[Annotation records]
___
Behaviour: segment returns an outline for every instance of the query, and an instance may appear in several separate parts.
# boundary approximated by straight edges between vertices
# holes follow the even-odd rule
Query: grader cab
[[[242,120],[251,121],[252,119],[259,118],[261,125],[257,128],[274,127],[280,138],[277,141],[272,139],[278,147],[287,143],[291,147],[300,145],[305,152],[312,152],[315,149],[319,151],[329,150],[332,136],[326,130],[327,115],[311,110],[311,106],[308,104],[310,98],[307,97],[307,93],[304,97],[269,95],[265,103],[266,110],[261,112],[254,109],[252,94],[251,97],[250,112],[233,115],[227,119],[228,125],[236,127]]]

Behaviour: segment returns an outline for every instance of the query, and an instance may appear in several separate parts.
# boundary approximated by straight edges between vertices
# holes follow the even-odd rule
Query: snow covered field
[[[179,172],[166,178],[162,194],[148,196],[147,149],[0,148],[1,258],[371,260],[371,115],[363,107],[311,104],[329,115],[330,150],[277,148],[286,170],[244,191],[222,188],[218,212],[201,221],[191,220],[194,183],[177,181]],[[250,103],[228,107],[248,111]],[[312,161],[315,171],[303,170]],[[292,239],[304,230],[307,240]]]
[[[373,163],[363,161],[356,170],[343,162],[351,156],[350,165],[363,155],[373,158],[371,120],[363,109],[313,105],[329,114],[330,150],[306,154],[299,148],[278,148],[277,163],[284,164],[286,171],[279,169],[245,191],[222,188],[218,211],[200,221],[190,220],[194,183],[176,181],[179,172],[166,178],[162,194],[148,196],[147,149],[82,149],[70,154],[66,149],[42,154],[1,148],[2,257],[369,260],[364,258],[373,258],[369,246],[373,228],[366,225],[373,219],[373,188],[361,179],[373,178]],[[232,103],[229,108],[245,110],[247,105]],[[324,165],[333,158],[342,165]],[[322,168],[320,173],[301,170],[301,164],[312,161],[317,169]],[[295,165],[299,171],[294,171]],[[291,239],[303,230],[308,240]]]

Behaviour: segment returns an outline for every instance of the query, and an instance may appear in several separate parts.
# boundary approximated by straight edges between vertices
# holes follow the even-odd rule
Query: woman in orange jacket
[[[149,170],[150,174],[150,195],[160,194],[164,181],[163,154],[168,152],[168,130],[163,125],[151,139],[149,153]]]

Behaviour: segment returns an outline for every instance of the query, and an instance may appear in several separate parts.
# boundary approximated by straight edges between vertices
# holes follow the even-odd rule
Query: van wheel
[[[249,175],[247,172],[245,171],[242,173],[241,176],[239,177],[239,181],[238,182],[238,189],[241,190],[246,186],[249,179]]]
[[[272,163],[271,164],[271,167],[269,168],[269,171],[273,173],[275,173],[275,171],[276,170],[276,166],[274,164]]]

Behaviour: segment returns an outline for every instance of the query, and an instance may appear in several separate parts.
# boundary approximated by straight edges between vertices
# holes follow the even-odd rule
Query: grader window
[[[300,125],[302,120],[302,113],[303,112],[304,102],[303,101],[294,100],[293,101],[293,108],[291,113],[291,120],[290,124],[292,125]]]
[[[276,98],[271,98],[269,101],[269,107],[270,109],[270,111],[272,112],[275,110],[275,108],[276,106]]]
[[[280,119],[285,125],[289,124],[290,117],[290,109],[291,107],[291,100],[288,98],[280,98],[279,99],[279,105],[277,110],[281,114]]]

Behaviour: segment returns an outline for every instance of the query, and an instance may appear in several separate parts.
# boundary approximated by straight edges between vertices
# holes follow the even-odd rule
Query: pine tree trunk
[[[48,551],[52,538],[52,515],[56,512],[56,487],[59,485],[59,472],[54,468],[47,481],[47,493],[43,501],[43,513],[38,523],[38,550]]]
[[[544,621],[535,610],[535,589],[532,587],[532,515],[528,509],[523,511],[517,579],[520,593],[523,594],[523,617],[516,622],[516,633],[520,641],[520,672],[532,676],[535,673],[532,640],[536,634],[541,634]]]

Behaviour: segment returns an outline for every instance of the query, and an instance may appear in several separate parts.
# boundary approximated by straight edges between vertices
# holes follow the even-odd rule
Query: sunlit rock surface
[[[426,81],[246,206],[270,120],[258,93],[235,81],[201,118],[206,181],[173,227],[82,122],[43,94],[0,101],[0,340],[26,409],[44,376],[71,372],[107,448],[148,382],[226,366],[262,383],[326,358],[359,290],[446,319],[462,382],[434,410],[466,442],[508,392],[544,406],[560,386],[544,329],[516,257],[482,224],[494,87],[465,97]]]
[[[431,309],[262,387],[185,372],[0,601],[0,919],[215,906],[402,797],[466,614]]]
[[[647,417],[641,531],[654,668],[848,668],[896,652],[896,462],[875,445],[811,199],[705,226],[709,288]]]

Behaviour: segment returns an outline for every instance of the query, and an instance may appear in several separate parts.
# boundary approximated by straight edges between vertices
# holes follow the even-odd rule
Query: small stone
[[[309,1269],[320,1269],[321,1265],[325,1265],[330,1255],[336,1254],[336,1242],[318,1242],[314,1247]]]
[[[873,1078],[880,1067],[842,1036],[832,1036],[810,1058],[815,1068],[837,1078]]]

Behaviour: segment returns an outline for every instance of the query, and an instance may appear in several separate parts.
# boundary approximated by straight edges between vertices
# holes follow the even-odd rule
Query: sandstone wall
___
Count the lines in the records that contain the string "grader", with matching that is case-sensitive. Give only the number.

2